● **TASK BRIEF**
There is one span to output from the data below: the lines starting at the line with "Target: front tire" and ending at the line with "Target: windshield wiper". Output it exactly, ends included, nothing more.

[Start of Attachment]

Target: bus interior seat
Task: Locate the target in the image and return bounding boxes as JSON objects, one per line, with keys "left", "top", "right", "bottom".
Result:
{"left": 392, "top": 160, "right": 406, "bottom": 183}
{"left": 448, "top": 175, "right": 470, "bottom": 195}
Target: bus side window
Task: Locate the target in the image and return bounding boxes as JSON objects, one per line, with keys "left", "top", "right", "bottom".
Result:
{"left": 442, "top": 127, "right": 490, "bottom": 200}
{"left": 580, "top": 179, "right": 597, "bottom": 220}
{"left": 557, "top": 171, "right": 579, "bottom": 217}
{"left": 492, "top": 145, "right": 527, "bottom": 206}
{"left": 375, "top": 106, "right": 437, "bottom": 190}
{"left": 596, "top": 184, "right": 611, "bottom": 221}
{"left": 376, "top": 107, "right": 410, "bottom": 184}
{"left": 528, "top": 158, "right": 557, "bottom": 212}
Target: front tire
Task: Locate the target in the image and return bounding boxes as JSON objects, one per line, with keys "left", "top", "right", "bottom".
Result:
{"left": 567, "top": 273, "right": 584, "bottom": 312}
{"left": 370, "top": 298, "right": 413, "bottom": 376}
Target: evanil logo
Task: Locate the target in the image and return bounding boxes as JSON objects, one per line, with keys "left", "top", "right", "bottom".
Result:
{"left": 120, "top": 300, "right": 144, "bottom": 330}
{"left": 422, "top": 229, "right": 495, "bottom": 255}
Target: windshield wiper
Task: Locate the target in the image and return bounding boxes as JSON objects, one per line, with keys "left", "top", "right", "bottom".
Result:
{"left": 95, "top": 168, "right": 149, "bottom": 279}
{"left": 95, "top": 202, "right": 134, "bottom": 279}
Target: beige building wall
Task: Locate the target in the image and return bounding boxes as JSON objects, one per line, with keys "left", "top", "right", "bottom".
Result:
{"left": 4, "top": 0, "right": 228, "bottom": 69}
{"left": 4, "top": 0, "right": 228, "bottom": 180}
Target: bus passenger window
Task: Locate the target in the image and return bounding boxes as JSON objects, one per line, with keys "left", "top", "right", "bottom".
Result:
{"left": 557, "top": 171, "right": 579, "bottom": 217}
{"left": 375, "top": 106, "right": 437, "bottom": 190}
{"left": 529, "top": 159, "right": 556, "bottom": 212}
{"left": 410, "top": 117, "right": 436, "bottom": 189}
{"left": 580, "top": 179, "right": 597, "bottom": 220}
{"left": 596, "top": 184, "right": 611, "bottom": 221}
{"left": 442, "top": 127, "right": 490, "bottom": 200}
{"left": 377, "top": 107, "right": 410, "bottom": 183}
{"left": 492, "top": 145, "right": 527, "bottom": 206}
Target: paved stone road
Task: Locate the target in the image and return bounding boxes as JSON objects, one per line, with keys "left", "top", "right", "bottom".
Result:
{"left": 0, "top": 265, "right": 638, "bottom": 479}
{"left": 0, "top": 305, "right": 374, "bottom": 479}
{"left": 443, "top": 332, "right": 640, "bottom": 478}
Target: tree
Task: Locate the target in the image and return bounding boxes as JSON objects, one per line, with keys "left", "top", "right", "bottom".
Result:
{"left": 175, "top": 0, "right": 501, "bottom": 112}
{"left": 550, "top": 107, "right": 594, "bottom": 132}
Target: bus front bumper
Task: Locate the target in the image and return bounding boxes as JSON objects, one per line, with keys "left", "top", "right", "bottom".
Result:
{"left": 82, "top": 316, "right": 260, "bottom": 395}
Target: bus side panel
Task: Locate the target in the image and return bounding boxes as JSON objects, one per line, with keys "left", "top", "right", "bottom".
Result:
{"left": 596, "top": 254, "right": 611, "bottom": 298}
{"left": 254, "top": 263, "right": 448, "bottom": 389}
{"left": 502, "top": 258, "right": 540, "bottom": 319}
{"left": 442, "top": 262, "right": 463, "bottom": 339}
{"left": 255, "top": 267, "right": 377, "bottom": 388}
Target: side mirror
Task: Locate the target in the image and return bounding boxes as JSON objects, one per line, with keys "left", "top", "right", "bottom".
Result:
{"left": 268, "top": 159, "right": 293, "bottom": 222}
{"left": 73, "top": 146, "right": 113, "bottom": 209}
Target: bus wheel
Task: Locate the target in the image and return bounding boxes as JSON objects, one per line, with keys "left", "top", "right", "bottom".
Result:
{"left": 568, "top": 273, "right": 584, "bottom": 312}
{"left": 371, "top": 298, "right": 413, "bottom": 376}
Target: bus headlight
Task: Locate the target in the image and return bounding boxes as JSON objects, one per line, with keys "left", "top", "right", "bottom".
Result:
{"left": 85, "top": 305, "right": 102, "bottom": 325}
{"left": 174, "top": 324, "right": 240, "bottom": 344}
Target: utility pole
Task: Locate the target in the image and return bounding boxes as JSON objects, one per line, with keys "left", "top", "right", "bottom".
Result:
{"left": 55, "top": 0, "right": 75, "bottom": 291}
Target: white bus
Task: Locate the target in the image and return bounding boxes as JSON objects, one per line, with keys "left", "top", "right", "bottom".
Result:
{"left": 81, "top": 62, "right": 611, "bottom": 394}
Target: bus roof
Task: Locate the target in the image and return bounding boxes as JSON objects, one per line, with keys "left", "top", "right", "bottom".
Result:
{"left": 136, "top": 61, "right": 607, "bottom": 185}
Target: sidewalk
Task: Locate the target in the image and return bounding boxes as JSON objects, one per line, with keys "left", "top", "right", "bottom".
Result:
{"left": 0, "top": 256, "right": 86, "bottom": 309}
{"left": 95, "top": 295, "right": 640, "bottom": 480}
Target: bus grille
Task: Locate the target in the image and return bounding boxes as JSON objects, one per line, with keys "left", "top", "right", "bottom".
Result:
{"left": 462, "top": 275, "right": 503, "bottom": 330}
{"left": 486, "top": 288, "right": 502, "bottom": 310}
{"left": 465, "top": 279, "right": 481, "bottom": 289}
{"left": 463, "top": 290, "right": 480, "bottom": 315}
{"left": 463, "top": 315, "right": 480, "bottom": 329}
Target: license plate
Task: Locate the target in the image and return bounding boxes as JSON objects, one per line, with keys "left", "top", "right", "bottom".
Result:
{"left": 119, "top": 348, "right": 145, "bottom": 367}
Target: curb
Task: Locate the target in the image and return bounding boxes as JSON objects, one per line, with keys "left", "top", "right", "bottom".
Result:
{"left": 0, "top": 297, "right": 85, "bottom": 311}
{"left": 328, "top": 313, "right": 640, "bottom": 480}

[End of Attachment]

● **ANSWER TO THIS TASK**
Target: front tire
Task: Locate the target in the image and return bounding boxes as JSON objects, one per line, with keys "left", "top", "right", "bottom".
Result:
{"left": 567, "top": 273, "right": 584, "bottom": 312}
{"left": 370, "top": 298, "right": 413, "bottom": 376}
Target: evanil logo
Task: Locate the target in the image and return bounding boxes as JSON objects, one per line, with keys "left", "top", "right", "bottom".
Result:
{"left": 120, "top": 300, "right": 144, "bottom": 330}
{"left": 422, "top": 229, "right": 495, "bottom": 255}
Target: windshield wiper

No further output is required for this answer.